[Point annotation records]
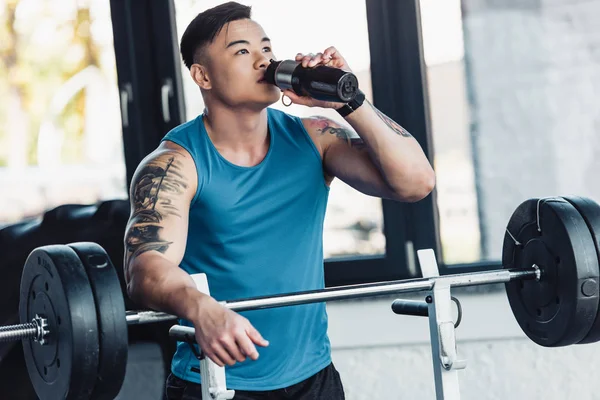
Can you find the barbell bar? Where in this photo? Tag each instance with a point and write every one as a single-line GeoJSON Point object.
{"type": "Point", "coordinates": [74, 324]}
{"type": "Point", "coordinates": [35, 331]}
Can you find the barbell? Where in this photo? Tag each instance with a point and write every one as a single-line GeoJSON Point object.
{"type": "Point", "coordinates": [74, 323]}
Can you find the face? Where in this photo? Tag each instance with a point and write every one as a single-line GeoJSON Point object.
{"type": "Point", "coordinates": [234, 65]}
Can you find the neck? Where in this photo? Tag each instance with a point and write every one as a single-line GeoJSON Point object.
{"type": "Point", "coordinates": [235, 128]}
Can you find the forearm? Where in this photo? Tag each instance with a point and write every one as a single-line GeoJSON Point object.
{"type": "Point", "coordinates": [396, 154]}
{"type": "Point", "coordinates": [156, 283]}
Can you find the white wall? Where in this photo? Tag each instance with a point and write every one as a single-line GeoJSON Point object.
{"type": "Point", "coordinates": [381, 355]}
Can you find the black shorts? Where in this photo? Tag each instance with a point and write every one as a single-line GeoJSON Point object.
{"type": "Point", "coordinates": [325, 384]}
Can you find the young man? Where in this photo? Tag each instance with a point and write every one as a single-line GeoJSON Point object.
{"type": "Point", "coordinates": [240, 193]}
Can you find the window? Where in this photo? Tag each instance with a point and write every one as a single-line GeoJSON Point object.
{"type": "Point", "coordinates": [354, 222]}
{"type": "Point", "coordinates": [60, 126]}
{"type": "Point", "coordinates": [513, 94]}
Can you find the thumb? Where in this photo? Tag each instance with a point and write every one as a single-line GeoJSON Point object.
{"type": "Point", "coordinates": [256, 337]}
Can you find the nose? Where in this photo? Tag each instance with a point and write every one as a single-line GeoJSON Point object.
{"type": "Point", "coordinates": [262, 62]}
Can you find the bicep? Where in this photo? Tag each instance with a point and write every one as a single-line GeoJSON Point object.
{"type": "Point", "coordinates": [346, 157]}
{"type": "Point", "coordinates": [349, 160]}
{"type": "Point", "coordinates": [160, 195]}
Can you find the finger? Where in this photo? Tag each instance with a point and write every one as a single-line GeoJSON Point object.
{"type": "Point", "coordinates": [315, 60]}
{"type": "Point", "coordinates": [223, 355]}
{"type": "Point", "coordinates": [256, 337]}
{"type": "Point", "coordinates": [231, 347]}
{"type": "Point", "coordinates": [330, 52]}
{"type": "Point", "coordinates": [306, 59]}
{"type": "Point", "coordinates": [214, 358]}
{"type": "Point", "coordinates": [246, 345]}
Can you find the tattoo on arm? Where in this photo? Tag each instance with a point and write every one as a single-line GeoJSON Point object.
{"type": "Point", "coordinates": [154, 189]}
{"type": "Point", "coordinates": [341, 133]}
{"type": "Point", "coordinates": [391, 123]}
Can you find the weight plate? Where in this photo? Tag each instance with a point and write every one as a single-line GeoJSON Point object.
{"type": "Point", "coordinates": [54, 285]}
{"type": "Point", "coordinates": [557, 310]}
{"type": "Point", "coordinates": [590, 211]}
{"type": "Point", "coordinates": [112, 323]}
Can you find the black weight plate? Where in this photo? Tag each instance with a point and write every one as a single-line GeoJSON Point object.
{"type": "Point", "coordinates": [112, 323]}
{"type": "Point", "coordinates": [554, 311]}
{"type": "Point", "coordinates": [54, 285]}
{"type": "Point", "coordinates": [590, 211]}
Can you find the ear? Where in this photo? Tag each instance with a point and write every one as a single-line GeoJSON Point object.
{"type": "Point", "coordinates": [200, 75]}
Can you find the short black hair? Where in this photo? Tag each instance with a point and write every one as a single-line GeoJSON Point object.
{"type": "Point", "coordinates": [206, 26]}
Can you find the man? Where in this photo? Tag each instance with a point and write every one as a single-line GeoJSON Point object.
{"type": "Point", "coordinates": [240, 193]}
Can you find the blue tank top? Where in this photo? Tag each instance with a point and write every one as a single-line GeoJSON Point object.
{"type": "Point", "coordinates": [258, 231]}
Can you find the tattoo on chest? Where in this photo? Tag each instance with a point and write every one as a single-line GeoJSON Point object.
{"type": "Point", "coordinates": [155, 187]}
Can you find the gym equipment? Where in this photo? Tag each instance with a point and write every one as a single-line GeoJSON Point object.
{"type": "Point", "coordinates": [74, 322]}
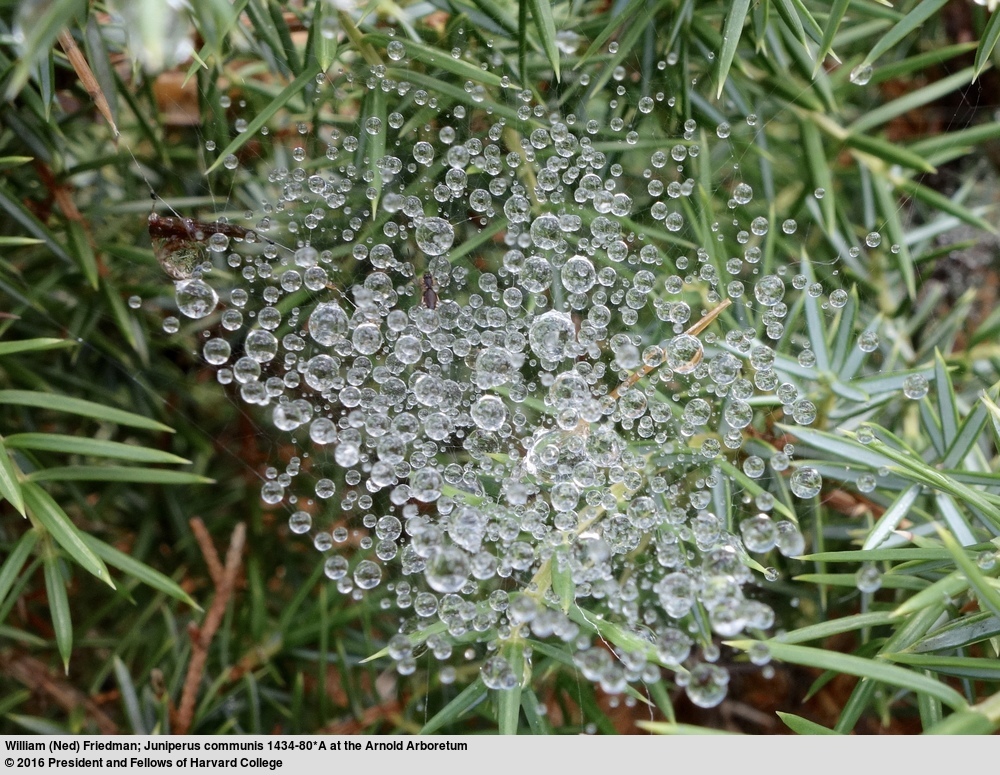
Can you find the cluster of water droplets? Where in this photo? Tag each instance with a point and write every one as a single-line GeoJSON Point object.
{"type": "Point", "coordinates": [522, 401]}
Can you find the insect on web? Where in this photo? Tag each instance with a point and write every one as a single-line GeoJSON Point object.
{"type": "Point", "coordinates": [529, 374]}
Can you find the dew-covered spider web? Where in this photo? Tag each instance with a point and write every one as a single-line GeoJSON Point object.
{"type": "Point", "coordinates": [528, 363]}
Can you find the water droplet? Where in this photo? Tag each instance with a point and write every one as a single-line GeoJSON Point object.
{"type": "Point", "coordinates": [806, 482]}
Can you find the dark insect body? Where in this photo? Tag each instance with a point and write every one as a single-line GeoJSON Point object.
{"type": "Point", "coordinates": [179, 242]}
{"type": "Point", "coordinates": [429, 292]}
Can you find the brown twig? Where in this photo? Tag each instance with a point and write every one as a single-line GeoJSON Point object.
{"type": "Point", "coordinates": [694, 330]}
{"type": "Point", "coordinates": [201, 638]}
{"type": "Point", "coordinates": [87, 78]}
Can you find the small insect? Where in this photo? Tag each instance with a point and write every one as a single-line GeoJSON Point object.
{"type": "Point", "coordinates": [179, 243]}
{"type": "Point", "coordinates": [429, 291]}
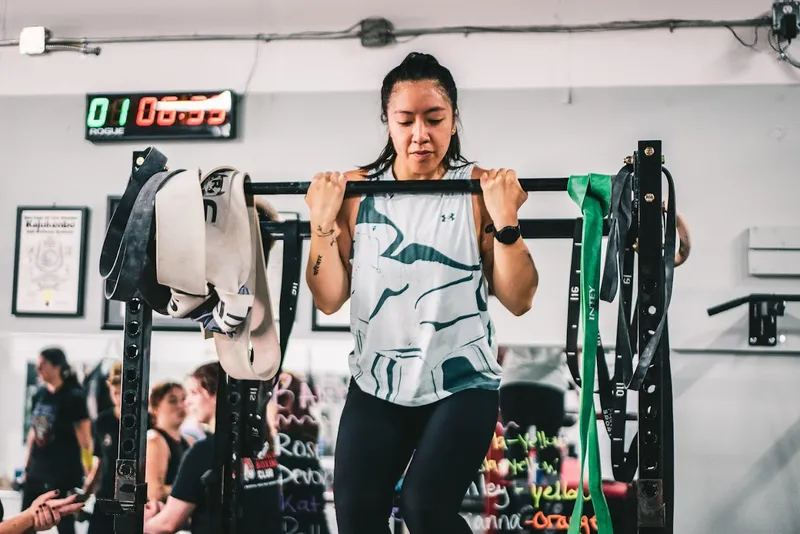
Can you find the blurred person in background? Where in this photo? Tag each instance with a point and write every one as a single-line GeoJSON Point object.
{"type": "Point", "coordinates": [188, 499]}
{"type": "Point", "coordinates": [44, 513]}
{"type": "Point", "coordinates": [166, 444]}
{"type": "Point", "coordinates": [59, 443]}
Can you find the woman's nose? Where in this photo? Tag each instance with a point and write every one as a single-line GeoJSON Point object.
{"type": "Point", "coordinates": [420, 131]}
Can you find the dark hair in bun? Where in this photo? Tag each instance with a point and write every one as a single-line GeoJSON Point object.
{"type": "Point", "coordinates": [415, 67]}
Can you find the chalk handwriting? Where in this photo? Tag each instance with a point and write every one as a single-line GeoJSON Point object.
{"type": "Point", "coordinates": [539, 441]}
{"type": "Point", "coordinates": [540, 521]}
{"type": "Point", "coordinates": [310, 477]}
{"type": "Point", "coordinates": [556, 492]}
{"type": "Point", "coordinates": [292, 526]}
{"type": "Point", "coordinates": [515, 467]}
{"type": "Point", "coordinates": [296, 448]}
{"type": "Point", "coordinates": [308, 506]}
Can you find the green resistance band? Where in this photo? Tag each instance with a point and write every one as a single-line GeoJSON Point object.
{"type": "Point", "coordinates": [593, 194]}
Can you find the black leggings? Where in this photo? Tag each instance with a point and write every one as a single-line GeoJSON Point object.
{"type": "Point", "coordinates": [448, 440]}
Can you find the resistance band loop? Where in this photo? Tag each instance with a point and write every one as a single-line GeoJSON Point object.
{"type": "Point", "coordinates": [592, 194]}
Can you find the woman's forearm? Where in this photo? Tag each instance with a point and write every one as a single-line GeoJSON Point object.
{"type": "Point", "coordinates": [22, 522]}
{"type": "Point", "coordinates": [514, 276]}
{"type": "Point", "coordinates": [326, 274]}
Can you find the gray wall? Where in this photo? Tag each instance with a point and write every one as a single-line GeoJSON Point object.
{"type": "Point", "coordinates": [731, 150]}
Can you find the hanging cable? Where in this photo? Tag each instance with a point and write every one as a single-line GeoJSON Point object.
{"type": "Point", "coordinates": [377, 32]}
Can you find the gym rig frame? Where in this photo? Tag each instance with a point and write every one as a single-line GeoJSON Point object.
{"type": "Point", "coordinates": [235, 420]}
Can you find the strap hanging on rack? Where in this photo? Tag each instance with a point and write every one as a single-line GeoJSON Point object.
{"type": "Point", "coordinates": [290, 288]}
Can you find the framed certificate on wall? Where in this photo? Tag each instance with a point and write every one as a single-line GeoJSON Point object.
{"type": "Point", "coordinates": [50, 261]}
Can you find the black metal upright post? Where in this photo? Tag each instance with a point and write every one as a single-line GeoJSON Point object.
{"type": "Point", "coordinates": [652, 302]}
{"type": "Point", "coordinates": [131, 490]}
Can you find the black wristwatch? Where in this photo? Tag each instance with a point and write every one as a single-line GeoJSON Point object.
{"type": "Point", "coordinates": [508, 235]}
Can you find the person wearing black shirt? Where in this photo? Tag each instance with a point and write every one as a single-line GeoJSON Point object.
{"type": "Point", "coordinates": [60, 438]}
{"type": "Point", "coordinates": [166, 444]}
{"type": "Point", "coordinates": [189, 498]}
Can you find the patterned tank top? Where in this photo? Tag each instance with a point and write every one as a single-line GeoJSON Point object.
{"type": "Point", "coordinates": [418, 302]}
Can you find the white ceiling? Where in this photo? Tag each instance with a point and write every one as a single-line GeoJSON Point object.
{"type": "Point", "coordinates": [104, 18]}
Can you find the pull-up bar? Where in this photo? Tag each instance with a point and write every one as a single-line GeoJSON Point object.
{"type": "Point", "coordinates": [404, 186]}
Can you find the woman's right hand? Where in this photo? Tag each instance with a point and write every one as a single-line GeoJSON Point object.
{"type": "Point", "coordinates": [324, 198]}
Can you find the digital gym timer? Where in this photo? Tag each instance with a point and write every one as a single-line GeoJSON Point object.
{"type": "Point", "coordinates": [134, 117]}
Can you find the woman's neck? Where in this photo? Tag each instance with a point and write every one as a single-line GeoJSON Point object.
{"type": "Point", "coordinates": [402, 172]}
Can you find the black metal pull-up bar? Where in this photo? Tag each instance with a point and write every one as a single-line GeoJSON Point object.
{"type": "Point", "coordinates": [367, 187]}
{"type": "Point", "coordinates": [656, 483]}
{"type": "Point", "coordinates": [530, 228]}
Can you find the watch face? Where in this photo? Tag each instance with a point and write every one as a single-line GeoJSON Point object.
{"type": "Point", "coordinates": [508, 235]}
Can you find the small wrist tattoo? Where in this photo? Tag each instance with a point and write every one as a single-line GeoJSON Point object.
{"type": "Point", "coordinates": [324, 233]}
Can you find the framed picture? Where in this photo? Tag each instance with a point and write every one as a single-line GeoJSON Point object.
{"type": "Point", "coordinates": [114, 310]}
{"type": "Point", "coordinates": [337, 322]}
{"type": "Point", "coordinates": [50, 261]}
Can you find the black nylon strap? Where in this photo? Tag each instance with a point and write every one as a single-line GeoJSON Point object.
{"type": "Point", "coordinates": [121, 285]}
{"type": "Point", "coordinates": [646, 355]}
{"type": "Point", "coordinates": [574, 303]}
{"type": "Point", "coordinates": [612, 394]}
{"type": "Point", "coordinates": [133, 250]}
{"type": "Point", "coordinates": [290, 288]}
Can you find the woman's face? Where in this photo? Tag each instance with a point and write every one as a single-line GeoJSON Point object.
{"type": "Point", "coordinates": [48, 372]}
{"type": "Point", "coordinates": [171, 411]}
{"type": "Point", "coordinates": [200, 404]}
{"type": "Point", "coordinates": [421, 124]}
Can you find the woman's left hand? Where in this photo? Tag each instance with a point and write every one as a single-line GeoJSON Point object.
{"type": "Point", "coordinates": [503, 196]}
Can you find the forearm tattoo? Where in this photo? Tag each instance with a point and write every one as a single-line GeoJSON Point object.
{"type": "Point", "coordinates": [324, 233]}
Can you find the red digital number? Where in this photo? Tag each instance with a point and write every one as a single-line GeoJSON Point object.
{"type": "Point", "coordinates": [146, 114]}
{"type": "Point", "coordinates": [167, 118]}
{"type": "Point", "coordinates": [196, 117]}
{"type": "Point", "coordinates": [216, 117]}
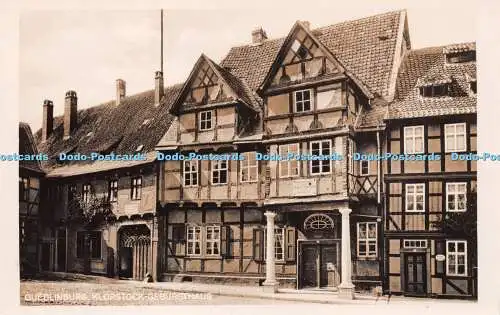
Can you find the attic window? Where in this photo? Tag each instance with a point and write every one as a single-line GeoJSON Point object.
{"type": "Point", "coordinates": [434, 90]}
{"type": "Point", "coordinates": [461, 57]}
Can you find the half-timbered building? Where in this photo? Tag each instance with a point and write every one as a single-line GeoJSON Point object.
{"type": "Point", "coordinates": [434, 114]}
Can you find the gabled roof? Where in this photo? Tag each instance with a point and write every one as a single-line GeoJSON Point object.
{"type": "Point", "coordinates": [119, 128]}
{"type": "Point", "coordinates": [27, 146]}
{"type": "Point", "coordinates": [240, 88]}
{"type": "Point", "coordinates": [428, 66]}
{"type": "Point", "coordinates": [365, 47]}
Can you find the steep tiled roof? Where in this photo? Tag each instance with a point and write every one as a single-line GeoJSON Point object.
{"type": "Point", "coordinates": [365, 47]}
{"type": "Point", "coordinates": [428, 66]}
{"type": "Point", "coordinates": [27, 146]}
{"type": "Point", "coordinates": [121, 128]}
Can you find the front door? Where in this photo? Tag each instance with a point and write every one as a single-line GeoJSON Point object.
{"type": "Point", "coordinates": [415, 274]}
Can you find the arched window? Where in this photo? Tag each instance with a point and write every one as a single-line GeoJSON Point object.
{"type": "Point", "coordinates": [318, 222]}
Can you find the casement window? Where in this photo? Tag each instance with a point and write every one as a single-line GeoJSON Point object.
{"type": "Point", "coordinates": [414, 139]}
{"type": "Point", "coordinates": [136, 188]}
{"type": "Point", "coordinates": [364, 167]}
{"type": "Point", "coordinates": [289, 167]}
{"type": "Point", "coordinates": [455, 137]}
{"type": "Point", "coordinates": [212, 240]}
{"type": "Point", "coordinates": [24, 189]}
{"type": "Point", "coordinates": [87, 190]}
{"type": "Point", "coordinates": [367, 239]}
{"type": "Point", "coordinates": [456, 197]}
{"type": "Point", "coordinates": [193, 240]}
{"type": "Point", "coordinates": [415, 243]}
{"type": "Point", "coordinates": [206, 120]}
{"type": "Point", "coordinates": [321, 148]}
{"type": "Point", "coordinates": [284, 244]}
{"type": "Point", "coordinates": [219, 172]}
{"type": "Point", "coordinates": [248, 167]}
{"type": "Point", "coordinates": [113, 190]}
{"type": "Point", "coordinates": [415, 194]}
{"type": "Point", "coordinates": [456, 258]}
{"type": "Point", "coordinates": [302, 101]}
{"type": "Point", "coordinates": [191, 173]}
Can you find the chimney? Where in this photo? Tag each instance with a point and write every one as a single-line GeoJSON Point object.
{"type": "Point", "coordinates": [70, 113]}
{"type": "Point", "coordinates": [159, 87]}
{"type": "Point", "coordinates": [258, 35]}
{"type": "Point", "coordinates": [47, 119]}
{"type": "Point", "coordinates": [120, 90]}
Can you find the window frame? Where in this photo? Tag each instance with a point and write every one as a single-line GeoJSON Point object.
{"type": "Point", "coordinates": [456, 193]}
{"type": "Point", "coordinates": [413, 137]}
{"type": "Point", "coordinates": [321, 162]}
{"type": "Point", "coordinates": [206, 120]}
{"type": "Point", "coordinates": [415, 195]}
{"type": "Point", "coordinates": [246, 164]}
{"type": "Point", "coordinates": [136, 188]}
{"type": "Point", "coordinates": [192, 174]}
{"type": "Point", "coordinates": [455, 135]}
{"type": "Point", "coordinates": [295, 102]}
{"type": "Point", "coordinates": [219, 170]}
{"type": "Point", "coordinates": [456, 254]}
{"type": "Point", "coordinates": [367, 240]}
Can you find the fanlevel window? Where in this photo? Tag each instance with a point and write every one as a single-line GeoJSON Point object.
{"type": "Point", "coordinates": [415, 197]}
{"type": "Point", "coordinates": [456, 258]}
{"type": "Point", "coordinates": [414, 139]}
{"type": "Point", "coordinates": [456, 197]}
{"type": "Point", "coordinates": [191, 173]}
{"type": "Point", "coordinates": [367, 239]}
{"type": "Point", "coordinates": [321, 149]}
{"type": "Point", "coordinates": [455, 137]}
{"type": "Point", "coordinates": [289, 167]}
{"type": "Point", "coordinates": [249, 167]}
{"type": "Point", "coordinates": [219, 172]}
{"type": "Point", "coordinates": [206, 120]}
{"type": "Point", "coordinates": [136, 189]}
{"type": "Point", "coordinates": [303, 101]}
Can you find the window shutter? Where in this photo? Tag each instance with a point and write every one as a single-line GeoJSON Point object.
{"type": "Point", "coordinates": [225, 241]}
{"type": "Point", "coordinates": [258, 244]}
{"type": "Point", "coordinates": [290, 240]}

_AIM OF THE EXERCISE_
Nothing but the lines from the one with "Can you find the fanlevel" through the last line should be repeated, each exactly as it stands.

_EXERCISE SOLUTION_
Can you find the fanlevel window? Where in this photo? Tag each instance with a point and write every one as a single-line GeoJSON Point object.
{"type": "Point", "coordinates": [415, 197]}
{"type": "Point", "coordinates": [456, 258]}
{"type": "Point", "coordinates": [414, 139]}
{"type": "Point", "coordinates": [456, 197]}
{"type": "Point", "coordinates": [191, 173]}
{"type": "Point", "coordinates": [367, 239]}
{"type": "Point", "coordinates": [321, 149]}
{"type": "Point", "coordinates": [455, 137]}
{"type": "Point", "coordinates": [289, 167]}
{"type": "Point", "coordinates": [249, 167]}
{"type": "Point", "coordinates": [219, 172]}
{"type": "Point", "coordinates": [206, 120]}
{"type": "Point", "coordinates": [136, 189]}
{"type": "Point", "coordinates": [303, 101]}
Can you find the window shutter? Where in this photo? Tag each instance with a point and write every one as a single-line GeoJSON Point object.
{"type": "Point", "coordinates": [225, 241]}
{"type": "Point", "coordinates": [258, 244]}
{"type": "Point", "coordinates": [290, 240]}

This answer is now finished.